━━ Dataset content
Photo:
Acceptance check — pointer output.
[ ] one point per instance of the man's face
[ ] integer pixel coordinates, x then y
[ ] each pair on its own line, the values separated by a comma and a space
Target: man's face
━━━━
# Required action
Repeat, without change, each line of the data above from the one that contains "[ ] integer pixel coordinates, x then y" through the final line, counting both.

# Finished exercise
[ ] integer pixel coordinates, x then y
[ ] each pair on its own line, the values separated by a comma and a space
Target: man's face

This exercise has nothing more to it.